# First time making a gear



## royesses (May 28, 2020)

Since I have a 1.5mm lead screw on my minilathe I decided I could use a 63 tooth change gear to help make imperial threads a bit more accurate. I had an 80 tooth gear that was damaged so I thought I'd use it  as my first victim. I cut it down to 65mm O.D. after mounting it on an expanding arbor. I turned the arbor down for a press fit in the gear, then tightened the expanding screw and cut 1/2-13 threads on it and secured the gear with a large washer and nut to prevent any movement. The minilathe uses Module 1, 20° P.A. gears. I used an LMS 4" 72 to 1 ratio rotary table with a 28 hole index plate, 1 turn plus 4 holes for indexing. Tooth total depth was 2.4mm according to the math and checked out against the original change gears. I had to kind of mickey mouse mounting the rotary table since the minimill doesn't have enough Y axis travel to mount the table on center. I used a #7 gear cutter (55-134 teeth) and matching arbor. The shavings are powder like cast iron. It went smooth with no hiccups. The new gear matches up and runs true.  It only took me 70 years on this earth to make my first gear. I guess you could say I'm a slow learner. It took about 4 hours to do everything including math and installing the index plate setup.
	

		
			
		

		
	










Roy


----------



## benmychree (May 28, 2020)

Congratulations!  Now that the ice is broken, figure more things that need gears made; over the years, I have cut literally at leas near 100 or so, both spur gears and spiral and a few bevel gears as well, its always fun to do.


----------



## royesses (May 28, 2020)

benmychree said:


> Congratulations!  Now that the ice is broken, figure more things that need gears made; over the years, I have cut literally at leas near 100 or so, both spur gears and spiral and a few bevel gears as well, its always fun to do.


Thanx, John. It is a lot of fun, this opens up some possibilities for new gadgets. With the help of machinists like you and the many other machinists here it is much easier for hobbyists to accomplish new tasks. 

Roy


----------



## Lo-Fi (May 28, 2020)

Good job, that's a fantastic result!


----------



## benmychree (May 28, 2020)

Especially without the fear of getting beat up on suchlike as PM!

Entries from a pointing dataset
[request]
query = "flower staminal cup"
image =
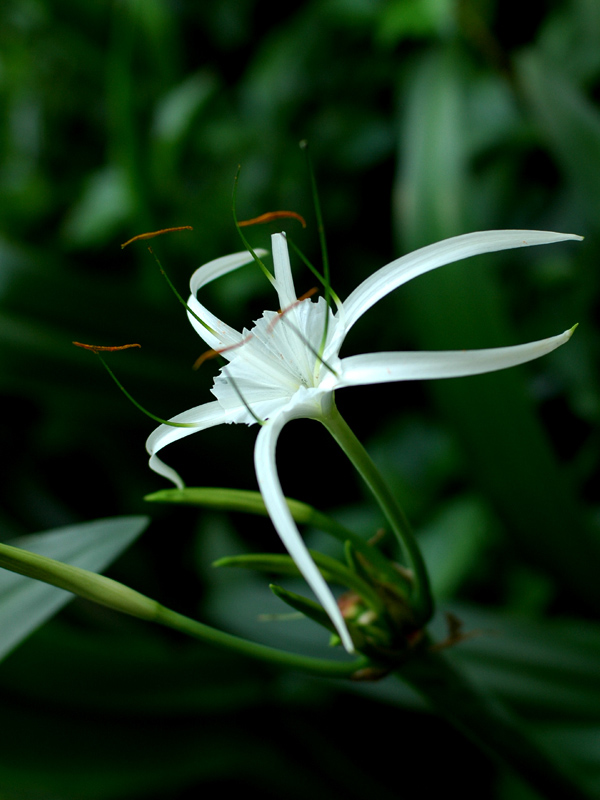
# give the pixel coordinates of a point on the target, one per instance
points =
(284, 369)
---
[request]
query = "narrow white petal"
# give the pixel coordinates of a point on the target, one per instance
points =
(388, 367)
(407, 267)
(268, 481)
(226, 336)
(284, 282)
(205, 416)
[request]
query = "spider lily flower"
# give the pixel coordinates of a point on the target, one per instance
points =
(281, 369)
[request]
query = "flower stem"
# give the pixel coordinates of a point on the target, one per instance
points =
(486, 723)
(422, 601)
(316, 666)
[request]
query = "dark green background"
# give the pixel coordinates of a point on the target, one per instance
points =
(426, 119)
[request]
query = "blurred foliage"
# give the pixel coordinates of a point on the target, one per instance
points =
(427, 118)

• TASK STATEMENT
From the forum thread on making a first gear, extract everything from "## Lo-Fi (May" down to "suchlike as PM!", word for word.

• ANSWER FOR THE TASK
## Lo-Fi (May 28, 2020)

Good job, that's a fantastic result!


----------



## benmychree (May 28, 2020)

Especially without the fear of getting beat up on suchlike as PM!